[Exercise objective] List each line in the items below that contains the string "slide", copying each line in full. Case counts, so a capitalized form is not a match.

[Dataset records]
______________________________

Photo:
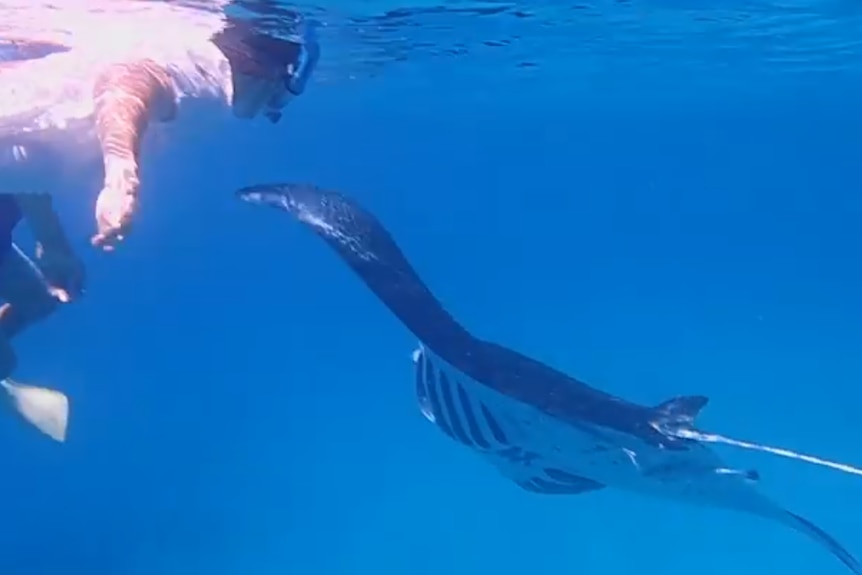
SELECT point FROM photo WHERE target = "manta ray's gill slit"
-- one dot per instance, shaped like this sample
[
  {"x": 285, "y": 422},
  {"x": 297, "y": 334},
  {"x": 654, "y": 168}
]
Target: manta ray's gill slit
[
  {"x": 472, "y": 423},
  {"x": 439, "y": 416},
  {"x": 454, "y": 420},
  {"x": 496, "y": 429}
]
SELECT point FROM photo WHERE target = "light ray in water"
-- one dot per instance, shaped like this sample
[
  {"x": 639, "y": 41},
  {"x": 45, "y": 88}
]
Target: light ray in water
[{"x": 715, "y": 438}]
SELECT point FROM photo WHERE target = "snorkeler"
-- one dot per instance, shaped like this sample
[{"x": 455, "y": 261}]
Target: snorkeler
[
  {"x": 31, "y": 292},
  {"x": 91, "y": 99},
  {"x": 255, "y": 73}
]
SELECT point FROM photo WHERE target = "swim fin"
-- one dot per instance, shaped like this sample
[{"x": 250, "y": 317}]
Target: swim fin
[{"x": 47, "y": 409}]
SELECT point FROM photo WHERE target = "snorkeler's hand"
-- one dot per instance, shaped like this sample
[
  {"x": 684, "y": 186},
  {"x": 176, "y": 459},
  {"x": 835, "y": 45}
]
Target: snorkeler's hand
[
  {"x": 115, "y": 208},
  {"x": 63, "y": 272}
]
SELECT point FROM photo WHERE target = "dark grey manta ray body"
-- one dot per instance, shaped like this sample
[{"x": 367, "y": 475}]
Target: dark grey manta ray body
[{"x": 546, "y": 431}]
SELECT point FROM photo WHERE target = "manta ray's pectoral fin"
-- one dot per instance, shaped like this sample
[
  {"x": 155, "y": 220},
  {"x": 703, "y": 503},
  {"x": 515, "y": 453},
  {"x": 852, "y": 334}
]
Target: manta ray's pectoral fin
[{"x": 679, "y": 411}]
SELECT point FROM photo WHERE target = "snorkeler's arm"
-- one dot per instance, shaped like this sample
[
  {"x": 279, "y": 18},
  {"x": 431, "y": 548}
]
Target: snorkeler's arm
[{"x": 127, "y": 96}]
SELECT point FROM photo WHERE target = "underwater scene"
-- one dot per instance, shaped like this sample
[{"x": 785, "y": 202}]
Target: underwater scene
[{"x": 423, "y": 287}]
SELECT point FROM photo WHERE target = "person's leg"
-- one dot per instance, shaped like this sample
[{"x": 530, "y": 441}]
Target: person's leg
[{"x": 28, "y": 300}]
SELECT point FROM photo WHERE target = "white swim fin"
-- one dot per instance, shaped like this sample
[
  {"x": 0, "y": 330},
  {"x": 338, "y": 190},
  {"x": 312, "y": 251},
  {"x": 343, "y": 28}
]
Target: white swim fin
[{"x": 47, "y": 409}]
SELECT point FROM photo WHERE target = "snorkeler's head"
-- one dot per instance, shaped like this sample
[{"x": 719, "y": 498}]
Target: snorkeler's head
[{"x": 267, "y": 71}]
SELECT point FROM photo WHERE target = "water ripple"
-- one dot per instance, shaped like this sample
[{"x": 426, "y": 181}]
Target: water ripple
[{"x": 626, "y": 42}]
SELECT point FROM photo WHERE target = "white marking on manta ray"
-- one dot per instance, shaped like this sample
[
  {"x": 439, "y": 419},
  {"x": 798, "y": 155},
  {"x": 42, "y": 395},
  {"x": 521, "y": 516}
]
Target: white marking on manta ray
[
  {"x": 306, "y": 215},
  {"x": 544, "y": 455},
  {"x": 568, "y": 450}
]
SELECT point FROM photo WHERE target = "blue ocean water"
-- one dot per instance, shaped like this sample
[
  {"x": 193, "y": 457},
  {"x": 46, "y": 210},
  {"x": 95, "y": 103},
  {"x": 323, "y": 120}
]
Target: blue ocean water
[{"x": 658, "y": 199}]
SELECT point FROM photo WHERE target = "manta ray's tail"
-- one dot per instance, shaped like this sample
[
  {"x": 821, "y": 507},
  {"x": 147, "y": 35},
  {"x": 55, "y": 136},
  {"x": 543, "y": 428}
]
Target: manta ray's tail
[
  {"x": 676, "y": 417},
  {"x": 366, "y": 246},
  {"x": 715, "y": 438}
]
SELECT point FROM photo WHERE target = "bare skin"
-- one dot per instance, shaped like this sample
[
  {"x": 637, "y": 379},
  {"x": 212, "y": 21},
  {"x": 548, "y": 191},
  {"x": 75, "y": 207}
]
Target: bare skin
[{"x": 127, "y": 97}]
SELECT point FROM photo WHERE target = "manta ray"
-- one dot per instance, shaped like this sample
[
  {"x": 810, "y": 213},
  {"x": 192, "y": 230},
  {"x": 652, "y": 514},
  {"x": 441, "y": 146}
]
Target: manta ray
[{"x": 547, "y": 432}]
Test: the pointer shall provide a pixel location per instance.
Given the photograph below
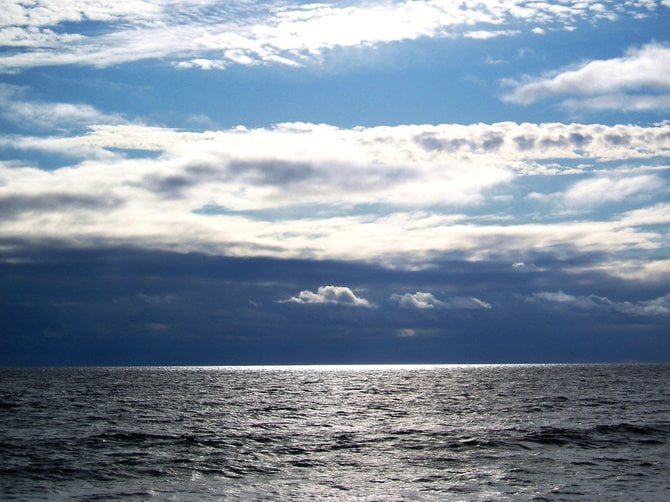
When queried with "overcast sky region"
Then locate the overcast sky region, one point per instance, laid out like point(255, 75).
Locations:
point(268, 181)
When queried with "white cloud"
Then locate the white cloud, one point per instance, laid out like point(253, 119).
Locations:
point(303, 191)
point(656, 306)
point(603, 190)
point(422, 300)
point(46, 115)
point(335, 295)
point(417, 300)
point(212, 35)
point(608, 84)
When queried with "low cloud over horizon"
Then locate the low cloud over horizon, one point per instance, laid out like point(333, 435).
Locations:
point(204, 182)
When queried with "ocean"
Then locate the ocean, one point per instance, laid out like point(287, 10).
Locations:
point(458, 432)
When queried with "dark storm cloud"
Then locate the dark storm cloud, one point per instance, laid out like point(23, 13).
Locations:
point(125, 306)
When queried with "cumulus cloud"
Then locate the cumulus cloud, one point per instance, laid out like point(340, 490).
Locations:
point(417, 300)
point(421, 300)
point(653, 307)
point(637, 81)
point(334, 295)
point(602, 190)
point(213, 35)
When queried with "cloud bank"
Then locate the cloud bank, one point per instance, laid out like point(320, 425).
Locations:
point(403, 195)
point(213, 35)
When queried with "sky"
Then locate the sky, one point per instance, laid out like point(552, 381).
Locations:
point(358, 181)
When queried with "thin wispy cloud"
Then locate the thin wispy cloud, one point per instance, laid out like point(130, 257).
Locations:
point(411, 180)
point(208, 35)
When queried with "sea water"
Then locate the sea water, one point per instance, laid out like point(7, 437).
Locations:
point(490, 432)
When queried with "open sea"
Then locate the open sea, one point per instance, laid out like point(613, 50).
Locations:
point(482, 432)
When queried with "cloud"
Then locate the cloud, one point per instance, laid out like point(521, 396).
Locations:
point(420, 300)
point(333, 295)
point(213, 35)
point(656, 306)
point(603, 190)
point(638, 81)
point(45, 115)
point(402, 196)
point(417, 300)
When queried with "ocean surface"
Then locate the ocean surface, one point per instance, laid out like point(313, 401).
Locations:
point(491, 432)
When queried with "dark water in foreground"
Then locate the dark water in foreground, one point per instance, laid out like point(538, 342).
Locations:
point(401, 433)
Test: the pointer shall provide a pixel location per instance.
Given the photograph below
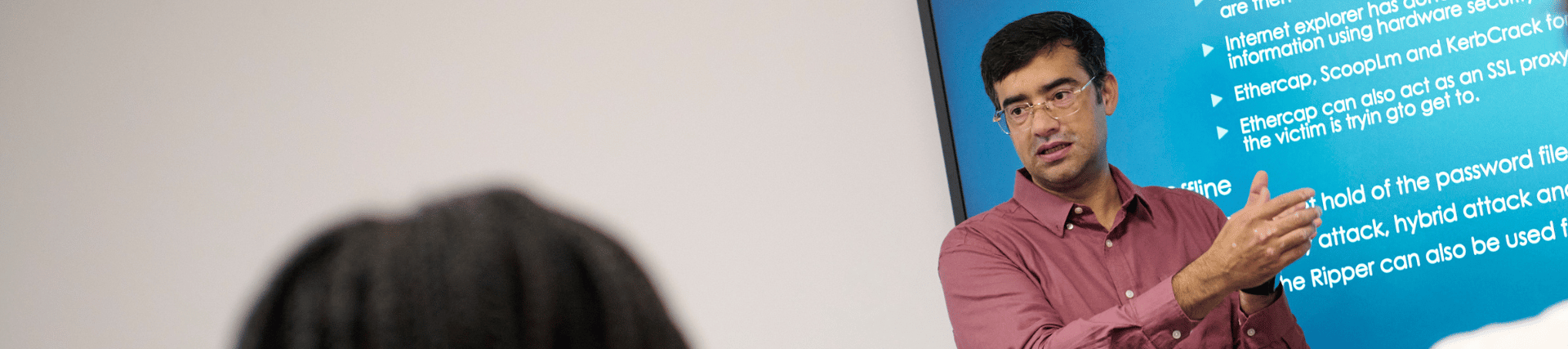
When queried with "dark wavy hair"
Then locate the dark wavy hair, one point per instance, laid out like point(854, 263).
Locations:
point(491, 269)
point(1021, 41)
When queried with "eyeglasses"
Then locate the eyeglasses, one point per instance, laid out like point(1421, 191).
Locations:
point(1056, 105)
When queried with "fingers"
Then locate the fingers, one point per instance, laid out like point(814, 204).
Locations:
point(1298, 219)
point(1283, 202)
point(1259, 190)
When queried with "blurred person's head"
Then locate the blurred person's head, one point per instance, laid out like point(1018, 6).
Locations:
point(482, 271)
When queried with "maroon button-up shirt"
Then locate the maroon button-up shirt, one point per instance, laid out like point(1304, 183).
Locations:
point(1041, 272)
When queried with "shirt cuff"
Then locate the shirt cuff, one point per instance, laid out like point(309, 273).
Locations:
point(1269, 326)
point(1164, 321)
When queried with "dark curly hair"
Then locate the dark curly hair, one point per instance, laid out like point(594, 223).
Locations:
point(491, 269)
point(1021, 41)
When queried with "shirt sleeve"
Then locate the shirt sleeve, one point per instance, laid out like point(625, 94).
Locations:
point(995, 304)
point(1274, 326)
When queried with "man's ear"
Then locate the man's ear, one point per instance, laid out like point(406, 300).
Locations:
point(1109, 93)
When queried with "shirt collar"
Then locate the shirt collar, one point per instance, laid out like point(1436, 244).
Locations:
point(1053, 211)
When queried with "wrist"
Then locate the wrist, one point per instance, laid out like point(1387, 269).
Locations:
point(1266, 288)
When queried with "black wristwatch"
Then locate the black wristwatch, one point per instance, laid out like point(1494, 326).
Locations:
point(1264, 289)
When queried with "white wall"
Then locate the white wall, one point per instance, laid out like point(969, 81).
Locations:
point(773, 163)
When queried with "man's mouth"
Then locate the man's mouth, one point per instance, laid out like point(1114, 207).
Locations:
point(1053, 148)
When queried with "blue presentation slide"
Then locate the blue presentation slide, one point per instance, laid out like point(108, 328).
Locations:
point(1435, 134)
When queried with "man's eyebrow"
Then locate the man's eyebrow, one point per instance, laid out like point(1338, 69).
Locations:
point(1058, 82)
point(1043, 88)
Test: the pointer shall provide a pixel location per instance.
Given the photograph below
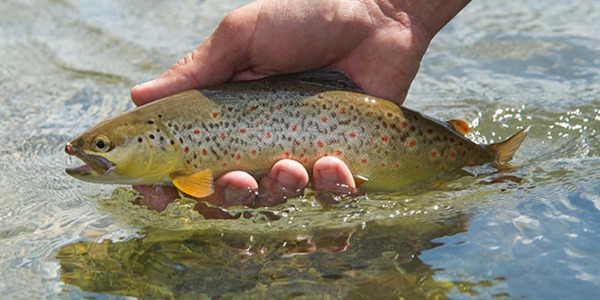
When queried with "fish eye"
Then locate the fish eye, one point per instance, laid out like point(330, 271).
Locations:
point(101, 143)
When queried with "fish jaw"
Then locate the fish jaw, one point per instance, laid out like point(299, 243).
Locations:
point(94, 165)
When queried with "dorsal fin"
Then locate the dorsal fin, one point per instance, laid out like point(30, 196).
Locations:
point(329, 79)
point(459, 126)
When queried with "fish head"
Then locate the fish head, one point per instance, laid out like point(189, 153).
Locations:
point(124, 150)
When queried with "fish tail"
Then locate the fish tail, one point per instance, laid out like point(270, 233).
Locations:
point(505, 150)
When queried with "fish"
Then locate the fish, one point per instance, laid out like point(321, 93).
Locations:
point(189, 138)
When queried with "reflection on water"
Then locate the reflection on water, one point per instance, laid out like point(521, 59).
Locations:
point(532, 231)
point(378, 261)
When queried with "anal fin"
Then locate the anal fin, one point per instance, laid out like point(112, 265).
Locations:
point(198, 185)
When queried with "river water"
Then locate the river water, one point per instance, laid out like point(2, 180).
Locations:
point(501, 66)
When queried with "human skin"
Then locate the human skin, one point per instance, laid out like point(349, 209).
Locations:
point(379, 44)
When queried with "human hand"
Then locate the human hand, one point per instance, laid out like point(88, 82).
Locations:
point(379, 44)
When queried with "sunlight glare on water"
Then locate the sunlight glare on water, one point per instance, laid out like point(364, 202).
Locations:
point(525, 232)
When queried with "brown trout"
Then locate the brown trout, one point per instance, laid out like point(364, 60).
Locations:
point(190, 138)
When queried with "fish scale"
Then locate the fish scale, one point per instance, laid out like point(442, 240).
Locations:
point(251, 125)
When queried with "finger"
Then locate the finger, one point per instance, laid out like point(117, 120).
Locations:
point(287, 179)
point(332, 175)
point(213, 62)
point(232, 189)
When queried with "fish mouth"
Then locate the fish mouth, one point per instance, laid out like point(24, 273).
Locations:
point(93, 164)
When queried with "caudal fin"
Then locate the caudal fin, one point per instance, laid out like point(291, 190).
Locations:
point(506, 149)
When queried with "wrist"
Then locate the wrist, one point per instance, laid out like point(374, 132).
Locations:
point(423, 17)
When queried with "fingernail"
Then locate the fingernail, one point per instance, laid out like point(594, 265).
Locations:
point(329, 175)
point(287, 180)
point(147, 82)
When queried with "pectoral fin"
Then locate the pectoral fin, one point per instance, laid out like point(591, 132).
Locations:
point(459, 126)
point(197, 185)
point(359, 180)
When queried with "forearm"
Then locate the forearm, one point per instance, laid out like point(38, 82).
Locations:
point(427, 16)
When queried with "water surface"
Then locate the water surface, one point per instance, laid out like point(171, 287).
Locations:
point(528, 233)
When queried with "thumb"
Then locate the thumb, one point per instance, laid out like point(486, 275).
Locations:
point(212, 62)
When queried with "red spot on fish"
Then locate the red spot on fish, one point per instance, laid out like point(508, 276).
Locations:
point(412, 143)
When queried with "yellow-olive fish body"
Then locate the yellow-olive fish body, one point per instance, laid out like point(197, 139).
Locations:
point(192, 137)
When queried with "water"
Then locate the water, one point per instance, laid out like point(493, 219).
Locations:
point(528, 233)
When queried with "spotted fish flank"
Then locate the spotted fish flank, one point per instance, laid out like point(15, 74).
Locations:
point(189, 138)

______________________________

[Answer below]
When queried with "blue presentation slide"
Then locate the blue presentation slide, one point per instance, laid out like point(108, 328).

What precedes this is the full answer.